┌─ Rows
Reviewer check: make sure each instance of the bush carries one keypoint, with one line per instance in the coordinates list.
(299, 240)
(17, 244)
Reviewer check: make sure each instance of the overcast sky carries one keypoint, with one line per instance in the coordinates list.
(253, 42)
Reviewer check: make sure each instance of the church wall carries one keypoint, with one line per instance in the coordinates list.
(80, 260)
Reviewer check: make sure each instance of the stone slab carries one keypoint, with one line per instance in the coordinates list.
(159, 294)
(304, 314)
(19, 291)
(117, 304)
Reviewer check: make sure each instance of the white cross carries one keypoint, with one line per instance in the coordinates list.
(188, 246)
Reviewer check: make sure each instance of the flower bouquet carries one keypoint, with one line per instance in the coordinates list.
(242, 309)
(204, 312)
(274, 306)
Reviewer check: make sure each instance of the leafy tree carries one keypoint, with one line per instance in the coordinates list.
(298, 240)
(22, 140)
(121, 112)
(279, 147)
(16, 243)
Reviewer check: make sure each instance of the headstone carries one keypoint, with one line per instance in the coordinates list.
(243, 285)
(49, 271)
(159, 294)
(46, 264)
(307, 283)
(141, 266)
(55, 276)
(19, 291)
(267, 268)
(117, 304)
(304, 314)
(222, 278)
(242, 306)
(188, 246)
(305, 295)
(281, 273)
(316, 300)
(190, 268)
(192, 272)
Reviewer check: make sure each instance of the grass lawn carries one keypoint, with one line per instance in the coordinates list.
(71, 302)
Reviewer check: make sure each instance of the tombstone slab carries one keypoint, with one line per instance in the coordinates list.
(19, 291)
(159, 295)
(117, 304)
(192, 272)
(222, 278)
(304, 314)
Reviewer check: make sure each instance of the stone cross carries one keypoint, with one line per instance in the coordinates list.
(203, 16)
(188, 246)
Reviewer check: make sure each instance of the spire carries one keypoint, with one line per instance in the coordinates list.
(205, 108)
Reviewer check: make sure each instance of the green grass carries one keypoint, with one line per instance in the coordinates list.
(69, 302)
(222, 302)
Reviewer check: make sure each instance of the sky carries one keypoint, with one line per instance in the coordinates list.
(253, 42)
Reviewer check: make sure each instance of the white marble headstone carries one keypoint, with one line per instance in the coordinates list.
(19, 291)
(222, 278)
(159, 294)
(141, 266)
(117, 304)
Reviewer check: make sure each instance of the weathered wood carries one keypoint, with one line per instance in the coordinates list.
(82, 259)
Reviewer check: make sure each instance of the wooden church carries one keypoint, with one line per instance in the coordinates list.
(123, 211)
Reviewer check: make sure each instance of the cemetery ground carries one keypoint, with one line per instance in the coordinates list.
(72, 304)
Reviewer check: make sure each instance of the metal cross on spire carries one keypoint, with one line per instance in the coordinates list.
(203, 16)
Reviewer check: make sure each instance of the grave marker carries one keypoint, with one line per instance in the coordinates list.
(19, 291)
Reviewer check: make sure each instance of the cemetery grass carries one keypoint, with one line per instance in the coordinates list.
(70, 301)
└─
• _Requirement_
Extract each record, keeping it identical to the original.

• _Complete output_
Reviewer check: make sure each instance of the bush carries one keypoint, with one line per instance in the coordinates list.
(299, 240)
(17, 244)
Reviewer check: make sure each instance of the overcast sky carries one keypoint, with one line per instance in the coordinates list.
(253, 42)
Reviewer check: make sure each instance of the church wall carries one keypoint, with one line per instance in the coordinates list.
(80, 260)
Reviewer check: make sure each instance of the stone slab carries one keypoint, with one line per instance in the coordinates list.
(159, 294)
(304, 314)
(19, 291)
(117, 304)
Reviewer check: make sure each instance of the white cross carries one keypoint, with one line per instance in the coordinates list.
(188, 246)
Reviewer check: make sure each instance of the flower bouquet carries one keypoint, with one line per instance in the coordinates list.
(242, 309)
(204, 312)
(274, 306)
Reviewer check: make sure each instance of the leafy tree carries one keypoint, with one line per instance in the coordinates list.
(298, 240)
(22, 140)
(121, 112)
(279, 147)
(16, 243)
Reviewer check: make sure each instance of the headstone carries one keypoint, with one line per instance in the coordinates list.
(243, 285)
(49, 271)
(159, 294)
(46, 264)
(307, 283)
(141, 266)
(55, 276)
(19, 291)
(267, 268)
(117, 304)
(304, 314)
(222, 278)
(242, 306)
(188, 246)
(305, 295)
(281, 273)
(316, 300)
(190, 268)
(192, 272)
Reviewer check: make sure each instance of the grass lawn carries one keypoint, with one line per instance in the coordinates list.
(71, 302)
Reviewer check: make sure each instance of the tombstone slab carries one keypoint, with one line per instance in the coordinates list.
(19, 291)
(159, 295)
(117, 304)
(192, 272)
(222, 278)
(304, 314)
Reviewer check: make sure each instance of the stone cross carries one keypoint, with one line per instance in the coordinates list.
(203, 16)
(188, 246)
Reviewer check: make sure each instance of the spire carries one keypoint, with one line per instance in the coordinates list.
(205, 108)
Reviewer check: make sure each instance of the green grass carries one keypoint, with one line per instance in the coordinates list.
(69, 302)
(222, 302)
Reviewer check: make sure each instance of the sky carries one keypoint, with one line per instance in the coordinates list.
(253, 42)
Reviewer check: make sure each instance of the white marble headstone carries one keypoint, with one line per instance in the coordinates list.
(19, 291)
(222, 278)
(159, 294)
(141, 266)
(117, 304)
Reviewer check: make sure each instance of the weathered wood carries one keypoint, with one line per instance in the coordinates list.
(82, 259)
Reviewer check: make sure each instance of the wooden church carries one keypoint, with one line per instance in the coordinates list.
(123, 211)
Reviewer check: make sure each instance of the cemetery ground carries one keypoint, with one line per instance in the coordinates list.
(72, 304)
Reviewer check: make sure each instance of the metal cross on spire carries one keypoint, with one line per instance in the coordinates list.
(203, 16)
Reviewer check: make sure each instance of the grave marker carries one keypoint, with one line per instance in the coordinates list.
(19, 291)
Reviewer check: make sure each instance of the cemetery grass carries one keypoint, with one line per instance in the coordinates list.
(70, 301)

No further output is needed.